**INSTRUCTION:** Switch "sample" to "example" and copy out everything from the start of the rows down to the line containing "M229 145L227 148L228", with all else unchanged. Leave the pictures out of your answer.

**RECORDS SUPPLIED:**
* * * *
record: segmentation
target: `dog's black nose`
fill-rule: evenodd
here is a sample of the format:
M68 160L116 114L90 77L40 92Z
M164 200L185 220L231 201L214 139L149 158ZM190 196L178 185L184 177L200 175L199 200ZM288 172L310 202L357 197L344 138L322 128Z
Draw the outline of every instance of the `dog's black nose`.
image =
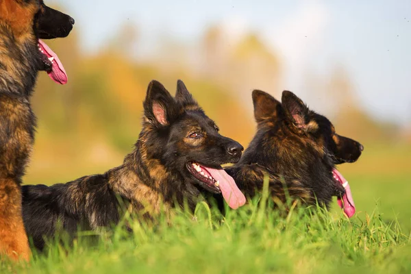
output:
M229 145L227 148L228 153L234 157L241 155L241 151L243 150L244 147L238 143Z

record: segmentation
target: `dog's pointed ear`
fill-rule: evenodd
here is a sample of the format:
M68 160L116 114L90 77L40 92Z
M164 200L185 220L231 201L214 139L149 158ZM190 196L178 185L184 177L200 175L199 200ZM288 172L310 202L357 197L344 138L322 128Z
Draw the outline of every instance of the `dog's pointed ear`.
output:
M257 123L275 118L281 109L281 103L273 97L262 90L253 91L254 117Z
M177 81L175 100L183 105L198 105L182 80Z
M288 90L283 91L281 101L287 119L297 128L306 129L310 118L307 105Z
M174 98L155 80L149 84L143 106L145 116L158 126L169 125L177 116Z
* * * *
**TASK RESULT:**
record: segmentation
target: `dog's black nose`
fill-rule: evenodd
here is a example of the format:
M68 160L116 114L90 77L40 92Z
M164 200L185 220L231 201L214 139L149 158ZM190 196L178 185L184 177L200 175L199 200ZM288 172L310 202L357 197L344 138L322 128Z
Draw the outline of every instance of the `dog's black nose`.
image =
output:
M229 145L227 148L228 153L234 157L241 155L241 151L243 150L244 147L238 143Z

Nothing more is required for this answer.